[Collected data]
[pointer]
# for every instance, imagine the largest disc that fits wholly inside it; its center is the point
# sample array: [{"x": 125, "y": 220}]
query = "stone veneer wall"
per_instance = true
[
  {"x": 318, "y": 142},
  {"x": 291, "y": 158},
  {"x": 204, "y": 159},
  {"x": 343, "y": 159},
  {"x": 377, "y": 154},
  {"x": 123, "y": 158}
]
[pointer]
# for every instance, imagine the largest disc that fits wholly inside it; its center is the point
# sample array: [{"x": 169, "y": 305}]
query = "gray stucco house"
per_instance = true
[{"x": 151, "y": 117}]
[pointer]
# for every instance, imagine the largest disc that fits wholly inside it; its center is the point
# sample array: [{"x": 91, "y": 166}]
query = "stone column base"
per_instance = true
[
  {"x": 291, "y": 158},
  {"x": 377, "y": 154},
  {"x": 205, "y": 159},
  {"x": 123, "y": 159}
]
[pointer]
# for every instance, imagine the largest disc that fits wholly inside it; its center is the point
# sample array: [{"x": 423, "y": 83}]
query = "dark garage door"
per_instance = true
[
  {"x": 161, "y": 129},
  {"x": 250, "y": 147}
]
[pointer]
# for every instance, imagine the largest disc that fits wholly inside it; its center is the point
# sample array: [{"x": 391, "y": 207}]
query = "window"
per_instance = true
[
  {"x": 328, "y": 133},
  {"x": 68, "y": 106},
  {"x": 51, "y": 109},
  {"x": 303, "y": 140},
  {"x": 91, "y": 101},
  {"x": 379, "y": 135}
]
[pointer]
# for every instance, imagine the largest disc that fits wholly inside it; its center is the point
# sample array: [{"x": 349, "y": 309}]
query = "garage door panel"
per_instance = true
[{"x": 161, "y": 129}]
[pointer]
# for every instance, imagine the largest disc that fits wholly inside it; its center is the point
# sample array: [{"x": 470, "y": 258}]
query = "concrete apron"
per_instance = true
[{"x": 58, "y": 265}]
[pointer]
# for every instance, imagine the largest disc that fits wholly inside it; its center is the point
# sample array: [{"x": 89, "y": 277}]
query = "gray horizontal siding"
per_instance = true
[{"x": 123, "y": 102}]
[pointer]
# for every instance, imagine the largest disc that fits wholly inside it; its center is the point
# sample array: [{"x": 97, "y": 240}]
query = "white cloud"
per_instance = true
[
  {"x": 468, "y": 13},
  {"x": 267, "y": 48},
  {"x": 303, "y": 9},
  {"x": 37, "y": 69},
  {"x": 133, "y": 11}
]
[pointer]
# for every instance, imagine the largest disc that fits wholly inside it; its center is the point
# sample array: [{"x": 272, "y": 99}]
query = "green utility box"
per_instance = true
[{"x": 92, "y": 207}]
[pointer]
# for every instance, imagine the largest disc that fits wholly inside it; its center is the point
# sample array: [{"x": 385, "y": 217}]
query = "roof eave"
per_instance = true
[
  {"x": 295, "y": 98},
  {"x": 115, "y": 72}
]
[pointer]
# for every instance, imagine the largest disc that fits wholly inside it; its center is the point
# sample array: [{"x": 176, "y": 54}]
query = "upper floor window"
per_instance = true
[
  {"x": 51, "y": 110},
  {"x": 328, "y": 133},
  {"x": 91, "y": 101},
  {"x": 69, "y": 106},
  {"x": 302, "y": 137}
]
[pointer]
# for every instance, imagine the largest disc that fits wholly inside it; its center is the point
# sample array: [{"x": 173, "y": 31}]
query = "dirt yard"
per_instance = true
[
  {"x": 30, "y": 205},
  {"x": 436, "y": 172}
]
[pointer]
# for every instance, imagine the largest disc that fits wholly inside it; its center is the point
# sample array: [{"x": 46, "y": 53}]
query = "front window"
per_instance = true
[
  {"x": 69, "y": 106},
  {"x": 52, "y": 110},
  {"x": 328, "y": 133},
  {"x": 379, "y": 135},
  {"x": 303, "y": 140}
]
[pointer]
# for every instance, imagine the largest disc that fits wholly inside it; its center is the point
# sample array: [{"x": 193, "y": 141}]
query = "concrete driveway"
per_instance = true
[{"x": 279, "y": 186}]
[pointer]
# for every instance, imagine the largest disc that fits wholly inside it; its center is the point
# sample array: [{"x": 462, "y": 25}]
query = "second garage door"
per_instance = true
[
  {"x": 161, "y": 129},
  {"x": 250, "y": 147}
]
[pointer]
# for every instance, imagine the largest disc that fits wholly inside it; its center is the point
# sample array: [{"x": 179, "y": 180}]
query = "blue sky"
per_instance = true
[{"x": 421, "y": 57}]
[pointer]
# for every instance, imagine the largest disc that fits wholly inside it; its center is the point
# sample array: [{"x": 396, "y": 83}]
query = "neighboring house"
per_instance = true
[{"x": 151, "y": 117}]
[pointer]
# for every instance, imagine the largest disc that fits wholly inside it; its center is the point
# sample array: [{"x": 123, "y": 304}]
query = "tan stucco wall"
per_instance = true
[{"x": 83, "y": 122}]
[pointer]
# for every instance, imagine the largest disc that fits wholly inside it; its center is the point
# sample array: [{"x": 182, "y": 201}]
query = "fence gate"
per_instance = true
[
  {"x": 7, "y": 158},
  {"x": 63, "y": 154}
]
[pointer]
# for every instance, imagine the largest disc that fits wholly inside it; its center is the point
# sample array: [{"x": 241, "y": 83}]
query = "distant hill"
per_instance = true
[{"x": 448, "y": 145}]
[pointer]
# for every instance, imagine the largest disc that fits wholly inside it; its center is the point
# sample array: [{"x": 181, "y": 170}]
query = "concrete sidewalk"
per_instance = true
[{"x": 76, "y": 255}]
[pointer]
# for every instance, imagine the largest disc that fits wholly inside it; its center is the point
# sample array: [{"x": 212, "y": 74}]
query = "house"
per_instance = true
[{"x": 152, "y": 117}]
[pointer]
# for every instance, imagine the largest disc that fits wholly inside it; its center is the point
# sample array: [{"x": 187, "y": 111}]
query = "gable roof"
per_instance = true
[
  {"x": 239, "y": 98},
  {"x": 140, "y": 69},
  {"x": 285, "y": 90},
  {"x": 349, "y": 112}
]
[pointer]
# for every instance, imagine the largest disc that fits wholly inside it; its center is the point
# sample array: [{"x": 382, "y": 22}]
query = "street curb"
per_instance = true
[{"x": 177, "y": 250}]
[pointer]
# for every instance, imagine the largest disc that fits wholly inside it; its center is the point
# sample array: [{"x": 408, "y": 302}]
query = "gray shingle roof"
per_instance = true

• GOAL OF THE EXERCISE: Return each line above exactly as it appears.

• REPLY:
[pointer]
# for every instance, imagine the largest disc that fits wholly inside it; its center is the point
# sample array: [{"x": 125, "y": 220}]
query = "stone veneer wall"
per_instance = true
[
  {"x": 318, "y": 142},
  {"x": 291, "y": 158},
  {"x": 204, "y": 159},
  {"x": 343, "y": 159},
  {"x": 377, "y": 154},
  {"x": 123, "y": 158}
]
[pointer]
# for every instance, imagine the largest disc that fits wholly inside it; its center is the point
# sample array: [{"x": 169, "y": 305}]
query = "gray stucco house"
per_instance = true
[{"x": 151, "y": 117}]
[pointer]
# for every instance, imagine the largest disc that fits wholly inside it; its center is the point
# sample array: [{"x": 91, "y": 166}]
query = "stone column base"
per_instance = true
[
  {"x": 291, "y": 158},
  {"x": 377, "y": 154},
  {"x": 205, "y": 159},
  {"x": 123, "y": 159}
]
[pointer]
# for every instance, imagine the largest disc that fits wholly inside it; its center is the point
# sample array: [{"x": 423, "y": 83}]
query = "dark garage door"
per_instance = true
[
  {"x": 161, "y": 129},
  {"x": 250, "y": 147}
]
[pointer]
# for every instance, imagine the largest disc that fits wholly inside it; its center is the point
# sample array: [{"x": 391, "y": 207}]
query = "window"
per_instance = true
[
  {"x": 328, "y": 133},
  {"x": 68, "y": 106},
  {"x": 51, "y": 109},
  {"x": 303, "y": 140},
  {"x": 91, "y": 101},
  {"x": 379, "y": 135}
]
[pointer]
# for every instance, imagine the largest disc that fits wholly inside it; its center is the point
# sample array: [{"x": 349, "y": 309}]
query = "garage door panel"
per_instance = true
[{"x": 161, "y": 129}]
[pointer]
# for every instance, imagine the largest disc that fits wholly inside it; its center is the point
# sample array: [{"x": 470, "y": 258}]
query = "concrete apron"
per_instance = true
[{"x": 58, "y": 265}]
[pointer]
# for every instance, imagine the largest disc that fits wholly inside it; its center is the point
# sample array: [{"x": 89, "y": 277}]
query = "gray horizontal siding"
per_instance = true
[{"x": 123, "y": 102}]
[pointer]
# for every instance, imagine the largest disc that fits wholly inside it; its center is the point
# sample array: [{"x": 97, "y": 240}]
query = "white cloud"
per_instance = true
[
  {"x": 468, "y": 13},
  {"x": 267, "y": 48},
  {"x": 303, "y": 9},
  {"x": 37, "y": 69},
  {"x": 133, "y": 11}
]
[pointer]
# for every instance, imagine the largest disc that fits wholly inside it; its center is the point
# sample array: [{"x": 272, "y": 99}]
query = "green utility box"
per_instance = true
[{"x": 92, "y": 207}]
[pointer]
# for every instance, imagine the largest disc that fits wholly inside it; its center is the point
# sample array: [{"x": 385, "y": 217}]
query = "roof eave"
per_instance = true
[
  {"x": 295, "y": 98},
  {"x": 115, "y": 72}
]
[pointer]
# for every instance, imagine the largest disc that fits wholly inside it; its center is the point
# sample array: [{"x": 176, "y": 54}]
query = "upper floor window"
per_instance = true
[
  {"x": 51, "y": 110},
  {"x": 328, "y": 133},
  {"x": 91, "y": 101},
  {"x": 69, "y": 106},
  {"x": 302, "y": 137}
]
[pointer]
# for every instance, imagine the largest disc that fits wholly inside it; its center is the point
# sample array: [{"x": 173, "y": 31}]
query = "dirt yard"
per_instance = true
[
  {"x": 30, "y": 205},
  {"x": 436, "y": 172}
]
[pointer]
# for every instance, imagine the largest disc that fits wholly inside it; its center is the point
# sample array: [{"x": 46, "y": 53}]
query = "front window"
per_instance = true
[
  {"x": 69, "y": 106},
  {"x": 52, "y": 110},
  {"x": 328, "y": 133},
  {"x": 379, "y": 135},
  {"x": 303, "y": 140}
]
[pointer]
# for every instance, imagine the largest disc that fits wholly inside it; its center is the point
# sample array: [{"x": 193, "y": 141}]
query = "concrete driveway"
per_instance = true
[{"x": 279, "y": 186}]
[pointer]
# for every instance, imagine the largest disc that fits wholly inside it; its center is the point
# sample array: [{"x": 462, "y": 25}]
query = "second garage door"
per_instance = true
[
  {"x": 161, "y": 129},
  {"x": 250, "y": 147}
]
[pointer]
# for every instance, imagine the largest disc that fits wholly inside it; its center is the point
# sample array: [{"x": 179, "y": 180}]
query = "blue sky"
per_instance = true
[{"x": 421, "y": 57}]
[pointer]
# for every instance, imagine the largest disc that fits wholly inside it; its center is the point
# sample array: [{"x": 396, "y": 83}]
query = "neighboring house"
per_instance = true
[{"x": 151, "y": 117}]
[pointer]
# for every instance, imagine the largest disc that fits wholly inside it; its center is the point
# sample array: [{"x": 123, "y": 304}]
query = "tan stucco wall"
per_instance = true
[{"x": 83, "y": 122}]
[pointer]
# for every instance, imagine the largest disc that fits wholly inside it; its center is the point
# sample array: [{"x": 182, "y": 201}]
query = "fence gate"
per_instance = true
[
  {"x": 7, "y": 158},
  {"x": 63, "y": 154}
]
[pointer]
# for every instance, imagine the largest disc that fits wholly inside it; its center is the point
# sample array: [{"x": 241, "y": 83}]
query = "distant hill"
per_instance = true
[{"x": 448, "y": 145}]
[pointer]
# for every instance, imagine the largest disc that fits wholly inside it; its center is the point
# sample array: [{"x": 181, "y": 170}]
query = "concrete sidewalk"
per_instance = true
[{"x": 76, "y": 255}]
[pointer]
# for every instance, imagine the largest disc that fits wholly inside it; its center is the point
# sample array: [{"x": 212, "y": 74}]
query = "house"
per_instance = true
[{"x": 152, "y": 117}]
[pointer]
# for every instance, imagine the largest disc that fits wholly inside it; its center is the point
# sample array: [{"x": 187, "y": 111}]
query = "gable roof"
per_instance = true
[
  {"x": 239, "y": 98},
  {"x": 140, "y": 69},
  {"x": 285, "y": 90},
  {"x": 349, "y": 112}
]
[pointer]
# for every instance, imagine the largest disc that fits wholly inside it; its center is the point
# sample array: [{"x": 382, "y": 22}]
query = "street curb"
per_instance = true
[{"x": 177, "y": 250}]
[pointer]
# for every instance, imagine the largest disc that fits wholly inside it; its center is the point
# sample array: [{"x": 408, "y": 302}]
query = "gray shingle roof"
per_instance = true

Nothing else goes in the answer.